Rewrite all the data with "outline" swapped for "trace" and every other part unchanged. Leave the pictures out of your answer.

BEGIN

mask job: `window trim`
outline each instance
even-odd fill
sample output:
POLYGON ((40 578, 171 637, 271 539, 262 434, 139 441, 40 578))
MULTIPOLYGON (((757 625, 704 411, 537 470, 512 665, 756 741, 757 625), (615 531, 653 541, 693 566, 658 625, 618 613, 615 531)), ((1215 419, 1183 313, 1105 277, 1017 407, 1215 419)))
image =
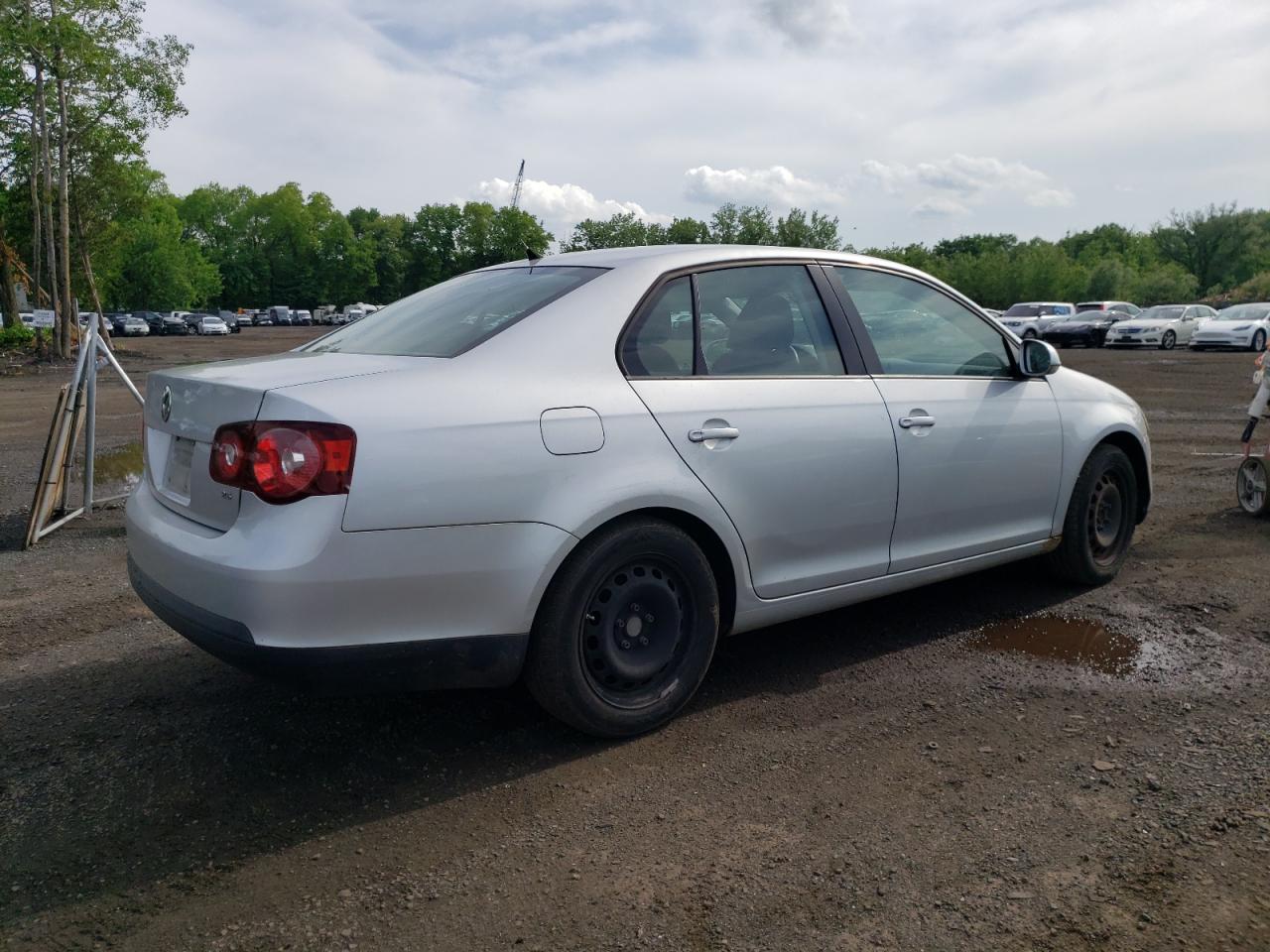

END

▸ **FINAL ANSWER**:
mask job: `window trim`
trace each instance
even-odd fill
sample output:
POLYGON ((40 578, 171 637, 271 539, 262 434, 139 441, 40 578))
MULTIPOLYGON (((757 625, 704 411, 537 470, 512 665, 756 741, 757 625), (615 531, 653 541, 693 566, 658 625, 618 613, 615 531)), ((1215 419, 1183 313, 1105 277, 1017 407, 1215 419)))
image =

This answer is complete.